ZU ERLEDIGEN:
a: Fasse im Interview zur KI-Ethik den Absatz, der mit „Prof. Dr. Christoph Lütge › Wir werden uns“ beginnt, als kurze Stichpunktliste zusammen, ohne seine wesentlichen Aussagen zu verlieren.
b: Übersetze diesen Satz aus dem Interview zur KI-Ethik ins Englische: „Das wirft Fragen auf, in denen es um die Sicherheit dieser Technologie geht, etwa bei Pflegerobotern.“
c: Setze das Interview zur KI-Ethik nach seinem letzten Satz fort.

SEITENAUSZUG:
***

Herr Lütge, welche Themen brennen Ihnen als Leiter des neuen Instituts unter den Nägeln?

Prof. Dr. Christoph Lütge › Wir werden uns mit ganz unterschiedlichen ethischen und gesellschaftlichen Fragen von Künstlicher Intelligenz (KI) beschäftigen. Im Bereich des Machine Learnings und der sozialen Medien befassen wir uns etwa mit der Fairness und Transparenz von Algorithmen, auch mit der Erklärbarkeit der Resultate von Algorithmen. Dazu gehören aber auch Fragestellungen, die in den Bereich der harten Technologie hineinspielen. In der Robotik geht es stark um Machine Learning. Das wirft Fragen auf, in denen es um die Sicherheit dieser Technologie geht, etwa bei Pflegerobotern.

Robotern, die ältere Menschen in Pflegeheimen betreuen sollen?

Lütge › Nicht notwendigerweise nur im Pflegeheim, das kann auch zu Hause stattfinden.

Eine der Kernfragen im »Institute for Ethics in Artificial Intelligence« wird folgende sein: Wie stellen wir Vertrauen in Technologien her?

Lütge › Welche Regeln brauchen diese Technologien, um dieses Vertrauen zu rechtfertigen, und auf welche Dinge müssen wir achten, damit das Vertrauen nicht missbraucht wird? Es geht um den nachhaltigen Einsatz von KI. Sie kann nämlich eine Kontrollfunktion auf andere Technologien ausüben und deren Nachhaltigkeit sicherstellen.

***

GEZEIGTES MATERIAL:

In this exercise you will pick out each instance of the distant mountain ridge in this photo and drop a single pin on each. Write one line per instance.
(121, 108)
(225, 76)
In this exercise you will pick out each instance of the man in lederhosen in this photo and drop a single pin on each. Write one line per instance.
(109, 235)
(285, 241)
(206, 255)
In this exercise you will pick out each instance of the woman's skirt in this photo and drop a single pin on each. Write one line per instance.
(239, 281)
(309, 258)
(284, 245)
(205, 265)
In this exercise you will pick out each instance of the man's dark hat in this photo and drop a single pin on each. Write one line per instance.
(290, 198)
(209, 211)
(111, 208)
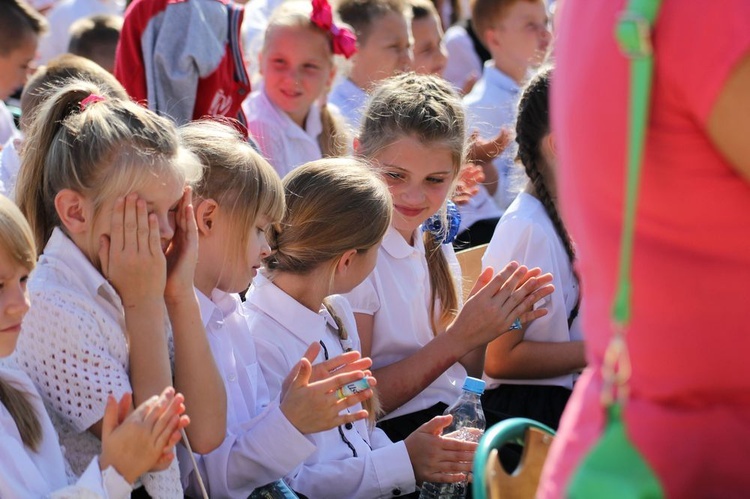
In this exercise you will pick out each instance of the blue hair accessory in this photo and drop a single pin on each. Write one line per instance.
(434, 224)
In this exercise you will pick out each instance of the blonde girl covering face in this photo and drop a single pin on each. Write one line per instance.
(414, 131)
(33, 462)
(103, 187)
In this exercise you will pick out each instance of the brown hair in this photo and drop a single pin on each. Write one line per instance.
(58, 71)
(102, 150)
(17, 243)
(333, 140)
(241, 182)
(333, 205)
(426, 108)
(17, 19)
(362, 14)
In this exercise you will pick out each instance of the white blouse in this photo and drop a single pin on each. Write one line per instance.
(73, 346)
(282, 141)
(29, 474)
(261, 445)
(526, 234)
(352, 460)
(397, 295)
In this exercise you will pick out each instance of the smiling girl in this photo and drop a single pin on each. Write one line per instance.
(408, 311)
(103, 186)
(285, 116)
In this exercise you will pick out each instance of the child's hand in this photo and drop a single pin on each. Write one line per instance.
(144, 439)
(131, 256)
(468, 182)
(481, 150)
(438, 459)
(182, 254)
(496, 302)
(314, 406)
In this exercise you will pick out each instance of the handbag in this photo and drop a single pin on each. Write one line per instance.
(613, 467)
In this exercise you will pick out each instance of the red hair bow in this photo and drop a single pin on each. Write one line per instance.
(344, 41)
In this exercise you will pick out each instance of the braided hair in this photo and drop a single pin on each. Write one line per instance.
(532, 125)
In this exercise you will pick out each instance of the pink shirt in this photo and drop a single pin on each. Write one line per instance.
(689, 338)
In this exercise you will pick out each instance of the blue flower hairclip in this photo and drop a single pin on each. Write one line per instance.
(434, 224)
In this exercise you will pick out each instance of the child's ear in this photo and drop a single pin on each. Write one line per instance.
(75, 211)
(345, 262)
(205, 215)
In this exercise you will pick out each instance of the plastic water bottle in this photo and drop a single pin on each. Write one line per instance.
(468, 424)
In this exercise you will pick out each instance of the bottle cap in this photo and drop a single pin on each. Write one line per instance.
(474, 385)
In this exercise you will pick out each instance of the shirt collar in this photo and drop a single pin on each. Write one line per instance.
(498, 79)
(307, 325)
(313, 125)
(61, 248)
(396, 246)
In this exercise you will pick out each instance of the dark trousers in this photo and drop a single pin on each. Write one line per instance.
(543, 403)
(479, 233)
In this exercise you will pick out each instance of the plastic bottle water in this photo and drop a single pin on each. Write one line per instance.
(468, 424)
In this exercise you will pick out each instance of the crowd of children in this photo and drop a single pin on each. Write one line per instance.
(195, 270)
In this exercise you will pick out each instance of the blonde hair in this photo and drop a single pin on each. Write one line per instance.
(241, 182)
(101, 150)
(333, 140)
(425, 108)
(333, 205)
(17, 243)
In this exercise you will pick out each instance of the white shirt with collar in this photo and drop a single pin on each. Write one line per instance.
(27, 473)
(463, 60)
(73, 345)
(261, 444)
(351, 460)
(351, 102)
(10, 163)
(397, 295)
(491, 105)
(282, 141)
(526, 234)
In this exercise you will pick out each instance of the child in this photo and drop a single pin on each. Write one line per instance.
(103, 188)
(44, 81)
(516, 34)
(382, 29)
(408, 311)
(539, 362)
(20, 28)
(33, 464)
(327, 243)
(95, 38)
(296, 62)
(429, 50)
(64, 15)
(180, 76)
(237, 199)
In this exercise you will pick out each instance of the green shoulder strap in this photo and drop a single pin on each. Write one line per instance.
(614, 468)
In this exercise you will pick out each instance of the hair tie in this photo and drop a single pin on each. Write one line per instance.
(344, 41)
(434, 224)
(91, 99)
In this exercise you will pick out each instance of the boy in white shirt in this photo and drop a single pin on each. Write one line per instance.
(383, 49)
(516, 34)
(20, 28)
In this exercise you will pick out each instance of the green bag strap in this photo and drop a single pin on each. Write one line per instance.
(614, 467)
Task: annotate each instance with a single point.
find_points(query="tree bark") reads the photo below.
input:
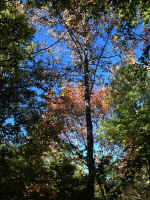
(90, 141)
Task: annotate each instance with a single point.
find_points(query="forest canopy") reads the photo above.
(74, 100)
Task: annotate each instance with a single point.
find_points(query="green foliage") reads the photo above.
(129, 126)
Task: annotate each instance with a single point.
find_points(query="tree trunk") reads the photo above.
(90, 142)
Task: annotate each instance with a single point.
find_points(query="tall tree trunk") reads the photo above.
(89, 126)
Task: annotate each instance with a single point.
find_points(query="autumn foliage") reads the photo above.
(69, 105)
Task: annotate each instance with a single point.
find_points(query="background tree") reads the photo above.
(129, 126)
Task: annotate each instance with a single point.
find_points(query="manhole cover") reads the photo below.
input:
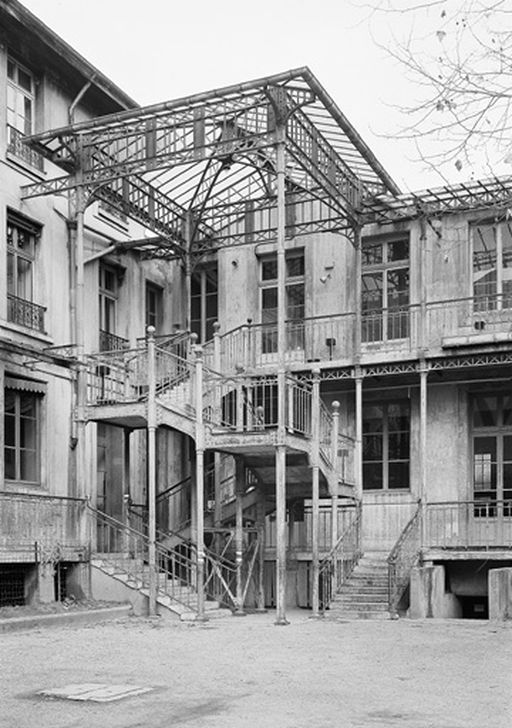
(96, 692)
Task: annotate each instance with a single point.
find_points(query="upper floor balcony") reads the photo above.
(398, 333)
(25, 313)
(21, 151)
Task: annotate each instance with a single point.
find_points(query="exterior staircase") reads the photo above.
(365, 593)
(174, 598)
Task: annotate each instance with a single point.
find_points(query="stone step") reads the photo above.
(356, 614)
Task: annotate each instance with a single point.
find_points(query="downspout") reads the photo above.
(78, 98)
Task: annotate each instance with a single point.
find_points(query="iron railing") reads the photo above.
(335, 569)
(29, 518)
(25, 313)
(404, 329)
(402, 558)
(111, 342)
(475, 524)
(16, 147)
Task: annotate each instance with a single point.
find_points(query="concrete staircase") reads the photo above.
(365, 595)
(125, 579)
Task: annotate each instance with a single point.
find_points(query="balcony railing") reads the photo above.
(404, 330)
(25, 313)
(469, 525)
(16, 147)
(26, 519)
(112, 342)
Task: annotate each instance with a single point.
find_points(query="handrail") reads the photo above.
(402, 558)
(340, 562)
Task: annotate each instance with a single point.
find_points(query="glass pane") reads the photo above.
(484, 260)
(398, 416)
(398, 475)
(373, 418)
(507, 410)
(372, 447)
(211, 305)
(195, 285)
(397, 250)
(24, 80)
(398, 288)
(507, 448)
(10, 463)
(372, 476)
(28, 465)
(295, 266)
(24, 279)
(269, 298)
(269, 269)
(28, 433)
(485, 411)
(9, 429)
(398, 446)
(11, 285)
(211, 280)
(9, 401)
(295, 301)
(371, 253)
(484, 467)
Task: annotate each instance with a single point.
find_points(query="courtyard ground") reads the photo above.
(249, 673)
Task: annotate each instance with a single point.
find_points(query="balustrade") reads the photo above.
(25, 313)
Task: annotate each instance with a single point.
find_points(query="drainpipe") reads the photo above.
(77, 99)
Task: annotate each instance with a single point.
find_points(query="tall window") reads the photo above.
(204, 302)
(21, 243)
(108, 294)
(492, 266)
(295, 293)
(386, 436)
(154, 299)
(492, 454)
(385, 289)
(20, 112)
(21, 433)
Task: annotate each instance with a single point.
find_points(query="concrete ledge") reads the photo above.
(89, 616)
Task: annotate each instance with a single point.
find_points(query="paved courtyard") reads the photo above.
(246, 672)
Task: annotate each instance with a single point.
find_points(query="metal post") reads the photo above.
(358, 323)
(334, 493)
(423, 454)
(315, 515)
(359, 437)
(280, 456)
(216, 347)
(239, 534)
(152, 425)
(260, 516)
(199, 482)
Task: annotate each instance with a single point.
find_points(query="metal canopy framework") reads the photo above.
(200, 172)
(492, 195)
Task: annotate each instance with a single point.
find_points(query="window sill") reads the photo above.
(22, 165)
(26, 332)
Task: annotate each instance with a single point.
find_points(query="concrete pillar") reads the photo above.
(46, 590)
(428, 598)
(500, 594)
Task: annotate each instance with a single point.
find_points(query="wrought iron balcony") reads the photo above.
(25, 313)
(16, 147)
(112, 342)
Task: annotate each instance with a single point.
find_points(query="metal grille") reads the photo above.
(12, 588)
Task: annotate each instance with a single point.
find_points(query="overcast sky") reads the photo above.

***

LÖSUNGEN:
a:
- Das Institut befasst sich mit ethischen und gesellschaftlichen Fragen der Künstlichen Intelligenz (KI).
- Beim Machine Learning und in den sozialen Medien geht es um Fairness und Transparenz von Algorithmen sowie um die Erklärbarkeit ihrer Resultate.
- Hinzu kommen Fragen der harten Technologie, etwa der Robotik, in der Machine Learning eine große Rolle spielt.
- Daraus ergeben sich Sicherheitsfragen, zum Beispiel bei Pflegerobotern.

b: This raises questions concerning the safety of this technology, for example with care robots.

c:
Das lässt die Frage nach digitaler Verantwortung und Ethik im Zusammenhang mit KI besonders dringend erscheinen. Welche Probleme zeigen sich hier aus Ihrer Sicht?

Lütge › Erstens die Fairness von Algorithmen. Zweitens die Datenschutzprobleme, die in Europa besonders stark diskutiert werden, woanders in der Welt aber eine viel weniger große Rolle spielen. Aus diesem Missverhältnis entstehen Probleme. Drittens die Frage der Sicherheit, und zwar nicht nur im rein technischen Sinne. Nehmen Sie das autonome Fahren. Wie stelle ich sicher, dass Algorithmen in Unfallsituationen so handeln, wie wir das wollen? Wir reden hier von Dilemma-Situationen, in denen sich ein autonomes Fahrzeug befindet, wenn es etwa einen Unfall nicht mehr vermeiden kann. Wen wird es überfahren? Nehmen Sie die Frage mit jungen und alten Menschen. Es gibt Autoren, die sagen, ja, wir sollten unterscheiden. Es wäre unsere Intuition, Junge zu bevorzugen. Es ist aber rechtlich nicht machbar und ethisch nicht vertretbar, zwischen bestimmten Personengruppen zu unterscheiden. Eine weitere Frage ist, ob jemand, der sich regelkonform verhält, bevorzugt werden soll. Und da würde ich tatsächlich sagen, ja, das wäre denkbar. Wenn sich jemand nicht an die Regeln hält, muss er einen Nachteil in Kauf nehmen. Das ist normal, und das ist sowohl rechtlich als auch ethisch verantwortbar.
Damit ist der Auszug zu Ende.